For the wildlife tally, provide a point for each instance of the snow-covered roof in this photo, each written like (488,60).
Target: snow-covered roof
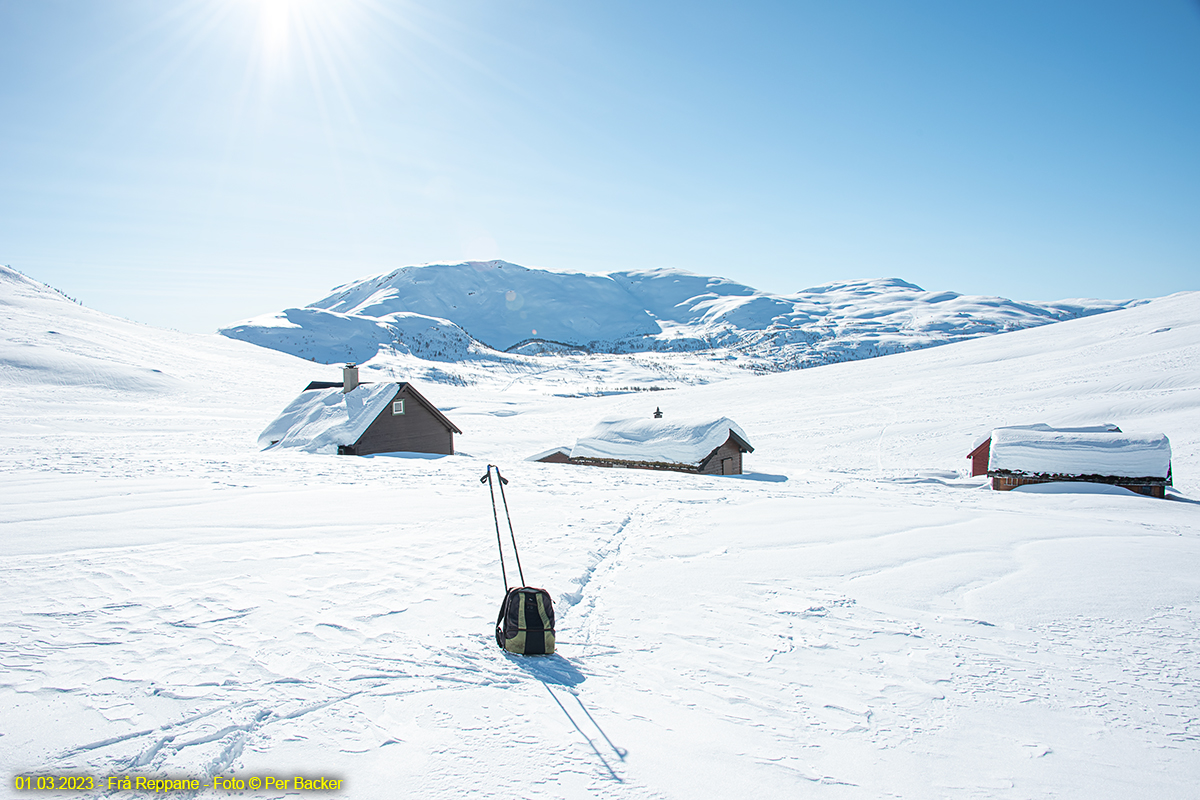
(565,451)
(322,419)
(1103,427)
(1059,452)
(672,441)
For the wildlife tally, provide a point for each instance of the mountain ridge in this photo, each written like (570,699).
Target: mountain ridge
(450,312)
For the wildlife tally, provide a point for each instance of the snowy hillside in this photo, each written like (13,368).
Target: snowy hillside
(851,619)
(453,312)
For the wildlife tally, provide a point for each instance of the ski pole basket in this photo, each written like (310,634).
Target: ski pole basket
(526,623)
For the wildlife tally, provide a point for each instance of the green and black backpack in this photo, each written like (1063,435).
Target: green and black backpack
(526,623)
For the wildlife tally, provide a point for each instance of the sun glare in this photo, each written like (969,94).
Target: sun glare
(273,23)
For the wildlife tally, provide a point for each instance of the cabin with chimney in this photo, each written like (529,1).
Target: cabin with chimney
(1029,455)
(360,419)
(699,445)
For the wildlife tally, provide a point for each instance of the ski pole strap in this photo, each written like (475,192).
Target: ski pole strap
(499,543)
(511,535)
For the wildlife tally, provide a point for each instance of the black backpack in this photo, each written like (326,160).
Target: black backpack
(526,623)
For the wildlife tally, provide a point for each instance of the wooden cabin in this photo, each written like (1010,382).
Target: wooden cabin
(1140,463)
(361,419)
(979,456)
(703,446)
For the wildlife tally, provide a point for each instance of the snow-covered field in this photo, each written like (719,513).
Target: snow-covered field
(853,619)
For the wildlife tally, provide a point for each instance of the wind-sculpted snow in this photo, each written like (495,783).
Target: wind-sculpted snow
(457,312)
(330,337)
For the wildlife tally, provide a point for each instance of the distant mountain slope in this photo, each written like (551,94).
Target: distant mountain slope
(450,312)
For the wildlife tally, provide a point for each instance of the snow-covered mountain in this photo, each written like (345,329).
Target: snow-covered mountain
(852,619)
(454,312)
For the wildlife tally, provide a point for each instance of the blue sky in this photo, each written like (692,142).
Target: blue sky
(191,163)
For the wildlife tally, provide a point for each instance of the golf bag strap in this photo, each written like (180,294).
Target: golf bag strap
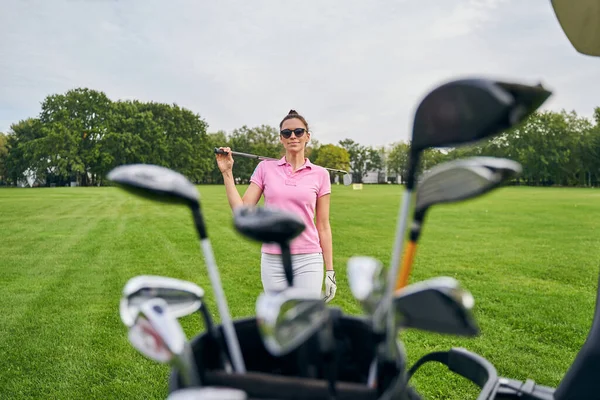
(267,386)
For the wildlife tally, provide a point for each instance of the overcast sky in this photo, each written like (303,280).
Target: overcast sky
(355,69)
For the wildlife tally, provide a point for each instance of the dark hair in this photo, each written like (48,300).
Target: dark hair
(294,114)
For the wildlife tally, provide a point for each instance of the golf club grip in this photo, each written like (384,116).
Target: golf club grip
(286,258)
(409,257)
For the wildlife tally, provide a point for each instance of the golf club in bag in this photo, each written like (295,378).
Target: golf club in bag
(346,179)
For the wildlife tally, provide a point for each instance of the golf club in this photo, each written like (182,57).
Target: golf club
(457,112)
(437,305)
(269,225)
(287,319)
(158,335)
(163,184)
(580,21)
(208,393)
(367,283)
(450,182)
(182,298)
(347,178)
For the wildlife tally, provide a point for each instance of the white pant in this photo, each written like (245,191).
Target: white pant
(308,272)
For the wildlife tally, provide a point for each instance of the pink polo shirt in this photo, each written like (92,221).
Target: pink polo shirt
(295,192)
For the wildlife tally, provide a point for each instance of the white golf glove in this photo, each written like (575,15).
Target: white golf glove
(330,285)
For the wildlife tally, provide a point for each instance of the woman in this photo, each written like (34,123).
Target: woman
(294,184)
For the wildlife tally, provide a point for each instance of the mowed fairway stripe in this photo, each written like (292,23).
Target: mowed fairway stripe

● ● ●

= WHAT THE TASK REQUIRES =
Without the pictures, reproduce every line of the records above exactly.

= TASK ANSWER =
For the wildlife tally, provide a point for each instance of the snow-covered roof in this photo, each written like (488,60).
Target: snow-covered roof
(565,451)
(322,419)
(1103,427)
(1059,452)
(672,441)
For the wildlife tally, provide a point for each instance of the mountain ridge in this photo, each written like (570,699).
Target: mountain ridge
(450,312)
For the wildlife tally, provide a point for each instance of the snowy hillside in this photo, each written like (13,368).
Target: snowy hillside
(851,619)
(453,312)
For the wildlife tally, provide a point for each instance of the ski pole basket in this photo, each written like (310,634).
Target: ski pole basket
(526,623)
For the wildlife tally, provide a point for each instance of the green and black backpack in this photo, each written like (1063,435).
Target: green and black backpack
(526,623)
For the wildlife tally, provide a point for each instance of the sun glare in this photo, each written like (969,94).
Target: sun glare
(273,23)
For the wildlife tally, provide a point for each instance of the cabin with chimney in this photo, each written like (529,1).
Target: cabin with chimney
(1029,455)
(360,419)
(699,445)
For the wildlife tally, provide a point for each instance of the ski pole strap in this photo, each written like (475,192).
Target: ski pole strap
(499,543)
(511,535)
For the wildlife tally, provide a point for each instance of the black backpack in this photo, each written like (326,160).
Target: black backpack
(526,623)
For the wildlife tally, provide a point for each instance of the wooden cabin in this photo, each written like (1010,382).
Target: wooden cabin
(1140,463)
(361,419)
(979,456)
(703,446)
For the wildlife tally, provide a point for each instance of the snow-covered field in this photo, each written like (719,513).
Target: snow-covered field
(853,619)
For the wildlife tally, provide a point for each instance of the wind-sculpted snow in this photo, each written like (495,783).
Target: wind-sculpted snow
(457,312)
(330,337)
For the wildlife tally, provide a point for each instance of the distant mountain slope in this photo, each written like (551,94).
Target: distant mountain slope
(450,312)
For the wildlife tally, provide a point for each instance of the snow-covered mountain in this photo, each written like (345,329).
Target: snow-covered mountain
(852,619)
(454,312)
For the wildlife tally, provide a point for each instance of the blue sky in this photo, each written like (692,142).
Target: blue sky
(191,163)
For the wildlife tally, provide a point for each instance of the golf bag strap in this photo, each written like (180,294).
Target: golf bag strap
(267,386)
For the wildlife tally, provide a point for each instance of the overcast sky in this photo, each written like (303,280).
Target: overcast sky
(355,69)
For the wildlife tally, provide a point for each instance of the dark hair in this photo, each written like (48,300).
Target: dark hair
(294,114)
For the wildlife tally, provide a point for each instance of the golf club grip in this photo, each written like (384,116).
Target: golf club grip
(286,258)
(409,257)
For the wildlife tally, provide a point for each instance of the golf club in bag in this photo, each written like (295,378).
Target: golf club in bag
(346,179)
For the wildlife tally, provide a point for each instance of the golf club in this photo, each written like (182,57).
Target: golf club
(457,112)
(437,305)
(269,225)
(287,319)
(158,335)
(163,184)
(580,21)
(208,393)
(367,283)
(450,182)
(182,298)
(347,178)
For the wildlife tally, provide a point for each instance of the white pant in this photo, each written like (245,191).
Target: white pant
(308,272)
For the wildlife tally, provide a point for each instance of the pink polo shirt in this photo, each written like (92,221).
Target: pink polo shirt
(295,192)
For the wildlife tally, provide a point for each instance of the white golf glove in this photo, each written like (575,15).
Target: white golf glove
(330,285)
For the wildlife tally, provide a point for each instance of the woman in this photo, each written like (34,123).
Target: woman
(294,184)
For the wildlife tally, provide a point for each instance of the mowed fairway stripe in this photo, each written like (292,23).
Target: mowed fairway stripe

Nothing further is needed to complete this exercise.